**Consigne**
Recopiez le passage du texte sur la fête du Vodun au Bénin, en commençant aux mots « On peut le dire, l’année » et en vous arrêtant après « et de paresse. ». Renommez-y « Abondance » en « Profusion ».

**Document source**
○ ○ ○ ○
On peut le dire, l’année 2019 a démarré en fanfare au Bénin. Les foules en liesse, les chants, danses et immolations, ont caractérisé la fête du Vodun le 10 janvier, fête encadrée cette année par colloque et festival à Porto-Novo et Ouidah. Porto-Novo : ‘‘Colloque scientifique international (7 et 8 janvier 2019)’’, sur ‘‘Les systèmes ‘‘divinatoires’’ en Afrique… introduction à la connaissance de Ifâ Orunmila’’. Abondance de discours savants. Ouidah : ‘‘Festival international de la danse Agogo du 9 au 13 janvier’’. Dixième édition de cet événement annuel. Abondance de danse trois jours durant. Hélas, aucune des trois manifestations ne nous aide à nous éloigner de l’impasse où pourrait nous faire sombrer notre croissance démographique sur fond d’inconscience, d’irresponsabilité et de paresse.
○ ○ ○ ○
**Enregistrements présentés**

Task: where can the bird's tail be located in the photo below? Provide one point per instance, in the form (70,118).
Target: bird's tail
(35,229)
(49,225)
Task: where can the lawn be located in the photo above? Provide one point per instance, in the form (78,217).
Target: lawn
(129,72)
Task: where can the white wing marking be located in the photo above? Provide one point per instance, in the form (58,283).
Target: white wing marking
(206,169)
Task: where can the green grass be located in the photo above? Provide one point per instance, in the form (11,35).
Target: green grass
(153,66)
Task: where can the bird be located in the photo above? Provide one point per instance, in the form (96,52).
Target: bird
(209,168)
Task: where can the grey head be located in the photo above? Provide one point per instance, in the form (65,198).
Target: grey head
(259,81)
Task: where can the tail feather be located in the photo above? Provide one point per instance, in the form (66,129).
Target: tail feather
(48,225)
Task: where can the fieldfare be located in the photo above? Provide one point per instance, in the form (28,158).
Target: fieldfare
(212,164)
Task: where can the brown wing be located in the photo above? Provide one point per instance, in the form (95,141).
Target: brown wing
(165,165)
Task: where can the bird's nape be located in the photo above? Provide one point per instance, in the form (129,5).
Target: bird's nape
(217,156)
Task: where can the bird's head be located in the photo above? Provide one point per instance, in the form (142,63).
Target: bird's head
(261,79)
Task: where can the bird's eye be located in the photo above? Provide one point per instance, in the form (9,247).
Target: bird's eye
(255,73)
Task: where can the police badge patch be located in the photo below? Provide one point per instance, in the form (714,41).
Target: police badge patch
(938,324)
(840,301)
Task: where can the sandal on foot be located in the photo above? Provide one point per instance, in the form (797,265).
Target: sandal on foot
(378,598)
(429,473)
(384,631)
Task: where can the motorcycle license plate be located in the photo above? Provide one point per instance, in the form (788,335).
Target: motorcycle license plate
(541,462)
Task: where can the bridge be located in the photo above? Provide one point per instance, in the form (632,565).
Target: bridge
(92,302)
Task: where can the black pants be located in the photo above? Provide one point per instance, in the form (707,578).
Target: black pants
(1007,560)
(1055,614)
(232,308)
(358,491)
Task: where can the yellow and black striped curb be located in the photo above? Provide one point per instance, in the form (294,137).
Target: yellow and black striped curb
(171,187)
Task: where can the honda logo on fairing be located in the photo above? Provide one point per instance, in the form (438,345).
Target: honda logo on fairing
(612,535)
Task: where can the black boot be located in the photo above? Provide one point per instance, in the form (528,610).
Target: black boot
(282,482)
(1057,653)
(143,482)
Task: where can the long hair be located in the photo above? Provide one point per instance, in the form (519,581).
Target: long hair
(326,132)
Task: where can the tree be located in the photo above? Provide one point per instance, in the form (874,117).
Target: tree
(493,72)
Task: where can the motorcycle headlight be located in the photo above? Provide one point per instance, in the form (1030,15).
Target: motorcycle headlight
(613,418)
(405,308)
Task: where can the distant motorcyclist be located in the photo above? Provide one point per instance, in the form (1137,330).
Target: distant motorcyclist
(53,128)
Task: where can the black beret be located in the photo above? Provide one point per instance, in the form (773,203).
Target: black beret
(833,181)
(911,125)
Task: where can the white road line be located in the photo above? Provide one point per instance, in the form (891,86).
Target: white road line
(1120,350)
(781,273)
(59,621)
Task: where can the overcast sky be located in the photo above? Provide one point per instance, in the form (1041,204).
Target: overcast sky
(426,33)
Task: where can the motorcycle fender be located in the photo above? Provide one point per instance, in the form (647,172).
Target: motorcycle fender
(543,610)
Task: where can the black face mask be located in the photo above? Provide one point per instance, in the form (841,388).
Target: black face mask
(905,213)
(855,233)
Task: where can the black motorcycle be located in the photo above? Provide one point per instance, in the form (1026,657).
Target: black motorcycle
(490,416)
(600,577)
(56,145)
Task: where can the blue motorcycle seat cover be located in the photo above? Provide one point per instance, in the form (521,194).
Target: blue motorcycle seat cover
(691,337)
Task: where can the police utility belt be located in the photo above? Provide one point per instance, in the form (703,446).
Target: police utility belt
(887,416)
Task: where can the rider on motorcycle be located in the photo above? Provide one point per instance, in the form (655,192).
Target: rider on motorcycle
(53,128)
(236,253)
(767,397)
○ ○ ○ ○
**Réponse**
On peut le dire, l’année 2019 a démarré en fanfare au Bénin. Les foules en liesse, les chants, danses et immolations, ont caractérisé la fête du Vodun le 10 janvier, fête encadrée cette année par colloque et festival à Porto-Novo et Ouidah. Porto-Novo : ‘‘Colloque scientifique international (7 et 8 janvier 2019)’’, sur ‘‘Les systèmes ‘‘divinatoires’’ en Afrique… introduction à la connaissance de Ifâ Orunmila’’. Profusion de discours savants. Ouidah : ‘‘Festival international de la danse Agogo du 9 au 13 janvier’’. Dixième édition de cet événement annuel. Profusion de danse trois jours durant. Hélas, aucune des trois manifestations ne nous aide à nous éloigner de l’impasse où pourrait nous faire sombrer notre croissance démographique sur fond d’inconscience, d’irresponsabilité et de paresse.